BEGIN

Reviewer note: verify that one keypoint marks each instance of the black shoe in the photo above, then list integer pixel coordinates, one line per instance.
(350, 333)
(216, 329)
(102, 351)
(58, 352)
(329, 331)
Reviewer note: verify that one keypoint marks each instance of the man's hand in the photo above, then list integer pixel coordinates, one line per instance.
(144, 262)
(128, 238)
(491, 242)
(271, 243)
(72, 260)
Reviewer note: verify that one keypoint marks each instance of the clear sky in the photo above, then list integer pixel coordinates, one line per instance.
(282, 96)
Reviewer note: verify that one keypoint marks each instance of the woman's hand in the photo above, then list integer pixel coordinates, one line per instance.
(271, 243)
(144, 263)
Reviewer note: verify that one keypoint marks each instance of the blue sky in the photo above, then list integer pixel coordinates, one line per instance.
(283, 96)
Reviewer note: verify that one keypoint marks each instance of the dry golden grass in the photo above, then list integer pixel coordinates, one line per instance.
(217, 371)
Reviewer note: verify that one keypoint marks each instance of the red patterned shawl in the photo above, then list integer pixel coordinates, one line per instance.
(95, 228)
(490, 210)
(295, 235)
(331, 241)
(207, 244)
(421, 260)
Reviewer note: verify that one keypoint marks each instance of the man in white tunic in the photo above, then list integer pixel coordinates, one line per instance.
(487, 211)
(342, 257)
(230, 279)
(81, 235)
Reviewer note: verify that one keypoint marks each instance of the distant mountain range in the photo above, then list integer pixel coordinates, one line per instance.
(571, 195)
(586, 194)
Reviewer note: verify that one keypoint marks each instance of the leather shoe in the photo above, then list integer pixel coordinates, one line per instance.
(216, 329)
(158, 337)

END

What you have to do:
Print all the records exactly as written.

Result for this task:
Reviewer note: verify that one keypoint marks each instance of the black shoe in the photo above, then list integer pixel coordinates, one line per instance.
(350, 333)
(216, 329)
(102, 351)
(58, 352)
(329, 331)
Reviewer note: verify that one keypoint marks each instance of the man's hand in the photo above, then list integer pixel coordinates, one line per instance.
(144, 262)
(128, 238)
(491, 242)
(271, 243)
(72, 260)
Reviewer note: verify that one keypoint marks each instance of the clear sky in the photo above, then list integer pixel coordinates, one line per instance.
(282, 96)
Reviewer note: verify that one keypoint marks each instance of the woman's hand in the photo above, then list integer pixel coordinates, one line per instance.
(271, 243)
(144, 263)
Reviewer note: verify that one keypoint marks each instance of the blue sky in the photo above, then list integer pixel coordinates, one line per instance.
(283, 96)
Reviewer note: verify that one keypoint marks each instance of the dry golden grass in the photo above, then list integer pixel coordinates, one line per instance.
(217, 371)
Reviewer note: verify that one keypoint marks each instance of the red patterned shawl in the photo above, then list integer pixel coordinates, one line per instance.
(95, 228)
(490, 210)
(295, 235)
(331, 241)
(207, 244)
(421, 260)
Reviewer note: verify that one keypoint marks each instance of the man in white tunic in the photo above, then list integer pixel coordinates, one line per instance.
(487, 211)
(342, 257)
(230, 279)
(81, 235)
Reviewer note: verify that one keypoint marks each instance of the distant mountain range in the photo above, then list integer pixel coordinates, one line per instance.
(571, 195)
(586, 194)
Reviewer note: verify that one keypoint marks each instance of the leather shoe in the photo above, then list integer pixel coordinates, one line per instance.
(216, 329)
(158, 337)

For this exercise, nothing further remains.